ITEMS:

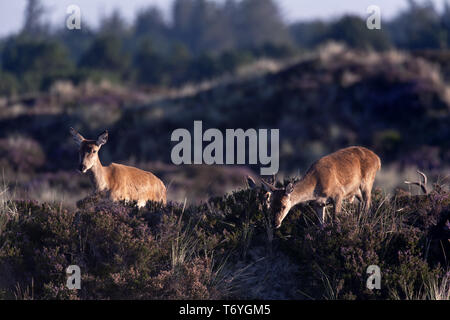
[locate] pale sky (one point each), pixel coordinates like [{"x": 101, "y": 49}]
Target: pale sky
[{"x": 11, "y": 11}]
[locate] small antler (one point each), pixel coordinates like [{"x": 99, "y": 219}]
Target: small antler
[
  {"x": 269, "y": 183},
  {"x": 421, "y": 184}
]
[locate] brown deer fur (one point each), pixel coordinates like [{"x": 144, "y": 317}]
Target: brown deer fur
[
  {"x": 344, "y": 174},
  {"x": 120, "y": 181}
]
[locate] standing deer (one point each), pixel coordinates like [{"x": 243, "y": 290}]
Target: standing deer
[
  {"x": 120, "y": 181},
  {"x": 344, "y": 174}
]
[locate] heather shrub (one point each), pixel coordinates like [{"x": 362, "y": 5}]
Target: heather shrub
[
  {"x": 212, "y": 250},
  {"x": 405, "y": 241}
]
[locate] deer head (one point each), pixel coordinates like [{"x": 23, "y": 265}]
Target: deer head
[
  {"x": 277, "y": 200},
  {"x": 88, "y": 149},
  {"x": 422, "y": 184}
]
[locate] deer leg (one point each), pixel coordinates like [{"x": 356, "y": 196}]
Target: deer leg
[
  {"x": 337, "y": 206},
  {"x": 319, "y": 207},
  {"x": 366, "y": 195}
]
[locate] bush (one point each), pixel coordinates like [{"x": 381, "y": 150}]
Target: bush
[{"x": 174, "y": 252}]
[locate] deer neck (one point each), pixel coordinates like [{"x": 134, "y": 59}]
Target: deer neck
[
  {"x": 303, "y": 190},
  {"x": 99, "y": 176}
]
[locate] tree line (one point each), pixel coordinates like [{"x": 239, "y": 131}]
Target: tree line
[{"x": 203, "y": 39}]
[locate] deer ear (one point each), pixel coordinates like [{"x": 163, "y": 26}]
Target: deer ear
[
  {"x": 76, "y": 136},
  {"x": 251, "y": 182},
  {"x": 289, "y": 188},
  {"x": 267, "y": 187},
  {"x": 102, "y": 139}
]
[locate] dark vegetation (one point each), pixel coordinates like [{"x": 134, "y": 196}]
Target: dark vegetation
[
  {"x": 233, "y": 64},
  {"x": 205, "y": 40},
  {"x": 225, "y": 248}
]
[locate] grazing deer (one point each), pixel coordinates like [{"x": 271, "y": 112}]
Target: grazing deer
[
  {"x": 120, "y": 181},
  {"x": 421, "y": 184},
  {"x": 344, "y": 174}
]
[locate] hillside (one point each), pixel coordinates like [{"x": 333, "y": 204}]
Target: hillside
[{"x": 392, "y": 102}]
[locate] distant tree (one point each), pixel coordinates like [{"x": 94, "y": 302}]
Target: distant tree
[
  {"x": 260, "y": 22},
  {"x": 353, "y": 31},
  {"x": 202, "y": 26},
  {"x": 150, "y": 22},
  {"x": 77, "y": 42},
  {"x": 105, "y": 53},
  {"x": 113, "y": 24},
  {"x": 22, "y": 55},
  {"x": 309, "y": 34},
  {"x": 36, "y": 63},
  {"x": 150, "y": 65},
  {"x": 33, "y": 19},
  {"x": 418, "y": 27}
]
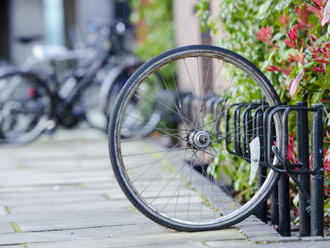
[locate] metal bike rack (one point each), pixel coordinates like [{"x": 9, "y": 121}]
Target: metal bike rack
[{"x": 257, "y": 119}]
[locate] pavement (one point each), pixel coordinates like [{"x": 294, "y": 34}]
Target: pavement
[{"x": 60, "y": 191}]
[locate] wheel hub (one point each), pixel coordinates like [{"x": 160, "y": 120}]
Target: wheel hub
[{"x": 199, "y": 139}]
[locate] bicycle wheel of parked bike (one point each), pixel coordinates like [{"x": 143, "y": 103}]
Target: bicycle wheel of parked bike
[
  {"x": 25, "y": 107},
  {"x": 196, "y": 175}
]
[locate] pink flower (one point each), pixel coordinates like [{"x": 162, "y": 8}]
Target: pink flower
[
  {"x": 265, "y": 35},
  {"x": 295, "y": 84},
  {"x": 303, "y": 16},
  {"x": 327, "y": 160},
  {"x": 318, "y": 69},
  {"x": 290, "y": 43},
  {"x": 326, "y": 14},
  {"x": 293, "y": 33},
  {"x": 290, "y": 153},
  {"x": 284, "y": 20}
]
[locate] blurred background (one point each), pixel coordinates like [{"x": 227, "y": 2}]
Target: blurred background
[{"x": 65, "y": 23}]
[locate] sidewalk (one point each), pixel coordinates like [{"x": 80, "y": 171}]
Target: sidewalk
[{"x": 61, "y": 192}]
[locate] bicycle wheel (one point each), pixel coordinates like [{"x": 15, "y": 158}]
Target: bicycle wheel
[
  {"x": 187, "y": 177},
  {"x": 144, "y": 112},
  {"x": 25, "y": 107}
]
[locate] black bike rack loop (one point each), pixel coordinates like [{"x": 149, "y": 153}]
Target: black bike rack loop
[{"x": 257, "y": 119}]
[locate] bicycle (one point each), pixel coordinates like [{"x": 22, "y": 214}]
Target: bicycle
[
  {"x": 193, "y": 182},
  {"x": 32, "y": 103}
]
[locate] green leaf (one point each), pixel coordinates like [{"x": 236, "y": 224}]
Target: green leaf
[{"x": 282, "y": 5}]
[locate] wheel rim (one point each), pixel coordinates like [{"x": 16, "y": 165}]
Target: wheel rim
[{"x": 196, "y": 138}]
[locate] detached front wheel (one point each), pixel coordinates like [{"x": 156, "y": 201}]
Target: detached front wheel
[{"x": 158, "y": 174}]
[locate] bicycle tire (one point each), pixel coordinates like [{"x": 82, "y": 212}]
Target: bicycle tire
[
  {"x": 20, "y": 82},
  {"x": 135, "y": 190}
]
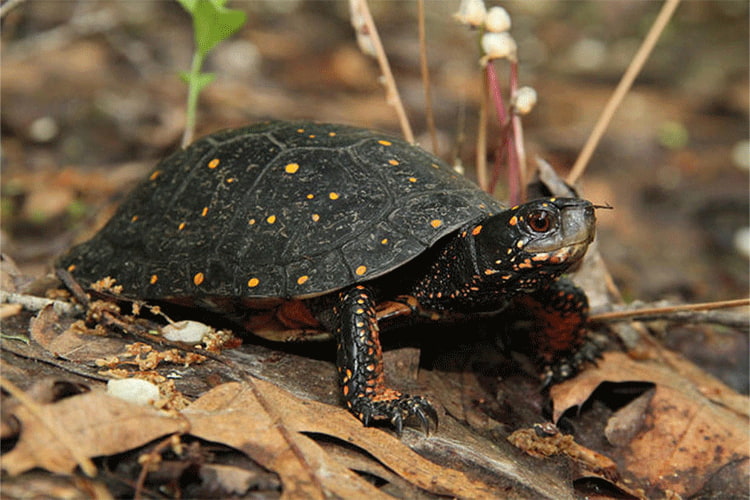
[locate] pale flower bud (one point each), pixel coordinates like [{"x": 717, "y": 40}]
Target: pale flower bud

WHAT IS EXPECTED: Can you output all of the records above verbatim, line for line, with the pictures left out?

RESULT BELOW:
[locate] pale sky (one point each), pixel coordinates like [{"x": 101, "y": 49}]
Target: pale sky
[{"x": 11, "y": 11}]
[locate] small antler (one point each), pixel coordinates like [{"x": 99, "y": 219}]
Target: small antler
[
  {"x": 269, "y": 183},
  {"x": 421, "y": 184}
]
[locate] brown deer fur (one point each), pixel coordinates like [{"x": 144, "y": 317}]
Target: brown deer fur
[
  {"x": 344, "y": 174},
  {"x": 120, "y": 181}
]
[locate] standing deer (one point each), pixel coordinates like [{"x": 243, "y": 290}]
Target: standing deer
[
  {"x": 120, "y": 181},
  {"x": 344, "y": 174}
]
[locate] heather shrub (one point each), pixel coordinates like [{"x": 362, "y": 5}]
Target: heather shrub
[
  {"x": 212, "y": 250},
  {"x": 405, "y": 241}
]
[locate] deer head (one point each), pixel coordinates like [{"x": 23, "y": 265}]
Target: deer head
[
  {"x": 277, "y": 200},
  {"x": 88, "y": 149},
  {"x": 422, "y": 184}
]
[locate] deer leg (one point each), pixel coordinates like [{"x": 356, "y": 196}]
Target: deer leg
[
  {"x": 337, "y": 206},
  {"x": 319, "y": 207},
  {"x": 366, "y": 195}
]
[locate] bush (one point each), pixel coordinates like [{"x": 381, "y": 150}]
Target: bush
[{"x": 174, "y": 252}]
[locate] deer neck (one point each), pixel coordinates like [{"x": 134, "y": 59}]
Target: deer neck
[
  {"x": 303, "y": 190},
  {"x": 99, "y": 176}
]
[locate] tree line (one point each), pixel coordinates like [{"x": 239, "y": 131}]
Target: tree line
[{"x": 203, "y": 39}]
[locate] deer ear (one point each), pixel coordinates like [{"x": 163, "y": 26}]
Target: deer ear
[
  {"x": 76, "y": 136},
  {"x": 251, "y": 182},
  {"x": 289, "y": 188},
  {"x": 267, "y": 187},
  {"x": 102, "y": 139}
]
[locate] dark vegetation (one point each), pixel coordinates like [{"x": 134, "y": 196}]
Target: dark vegetation
[
  {"x": 233, "y": 64},
  {"x": 205, "y": 40},
  {"x": 225, "y": 248}
]
[locate] grazing deer (one point each), pixel coordinates like [{"x": 271, "y": 112}]
Target: grazing deer
[
  {"x": 120, "y": 181},
  {"x": 421, "y": 184},
  {"x": 344, "y": 174}
]
[locate] hillside (one point each), pixel coordinates like [{"x": 333, "y": 204}]
Target: hillside
[{"x": 392, "y": 102}]
[locate] distant tree (one point each), pixel coordinates like [{"x": 94, "y": 302}]
Target: distant tree
[
  {"x": 260, "y": 22},
  {"x": 353, "y": 31},
  {"x": 202, "y": 26},
  {"x": 150, "y": 22},
  {"x": 77, "y": 42},
  {"x": 105, "y": 53},
  {"x": 113, "y": 24},
  {"x": 22, "y": 55},
  {"x": 309, "y": 34},
  {"x": 36, "y": 63},
  {"x": 150, "y": 65},
  {"x": 33, "y": 19},
  {"x": 418, "y": 27}
]
[locate] metal bike rack (one point each), pixel coordinates like [{"x": 9, "y": 121}]
Target: metal bike rack
[{"x": 257, "y": 119}]
[locate] pavement (one point each), pixel coordinates like [{"x": 294, "y": 34}]
Target: pavement
[{"x": 60, "y": 191}]
[locate] wheel hub (one point each), pixel coordinates like [{"x": 160, "y": 120}]
Target: wheel hub
[{"x": 199, "y": 139}]
[locate] bicycle wheel of parked bike (one point each), pixel coordinates like [{"x": 143, "y": 103}]
Target: bicycle wheel of parked bike
[
  {"x": 25, "y": 107},
  {"x": 196, "y": 175}
]
[locate] pink flower (one point each), pixel coordinates like [{"x": 162, "y": 8}]
Target: pink flower
[
  {"x": 265, "y": 35},
  {"x": 295, "y": 84},
  {"x": 303, "y": 16},
  {"x": 327, "y": 160},
  {"x": 318, "y": 69},
  {"x": 290, "y": 43},
  {"x": 326, "y": 14},
  {"x": 293, "y": 33},
  {"x": 290, "y": 153},
  {"x": 284, "y": 20}
]
[locate] blurred background (one point each), pixel coordinates like [{"x": 227, "y": 2}]
Target: blurred background
[{"x": 65, "y": 23}]
[locate] sidewalk (one point each), pixel coordinates like [{"x": 80, "y": 171}]
Target: sidewalk
[{"x": 61, "y": 192}]
[locate] bicycle wheel (one point each), pixel coordinates like [{"x": 15, "y": 158}]
Target: bicycle wheel
[
  {"x": 187, "y": 177},
  {"x": 144, "y": 112},
  {"x": 25, "y": 107}
]
[locate] black bike rack loop (one point each), pixel coordinates like [{"x": 149, "y": 153}]
Target: black bike rack loop
[{"x": 257, "y": 119}]
[locate] bicycle (one point each), pixel coordinates like [{"x": 22, "y": 214}]
Target: bicycle
[
  {"x": 193, "y": 182},
  {"x": 32, "y": 103}
]
[locate] green leaf (one point each), pixel coordinates like [{"x": 236, "y": 224}]
Target: green leaf
[{"x": 282, "y": 5}]
[locate] wheel rim (one point each), pixel coordinates like [{"x": 16, "y": 165}]
Target: wheel rim
[{"x": 196, "y": 138}]
[locate] detached front wheel (one point each), pixel coordinates like [{"x": 156, "y": 201}]
Target: detached front wheel
[{"x": 158, "y": 174}]
[locate] bicycle tire (one point each), pixel coordinates like [{"x": 82, "y": 212}]
Target: bicycle tire
[
  {"x": 20, "y": 82},
  {"x": 135, "y": 190}
]
[locate] pale flower bud (one point each), pixel coordinates like [{"x": 717, "y": 40}]
Target: pale flower bud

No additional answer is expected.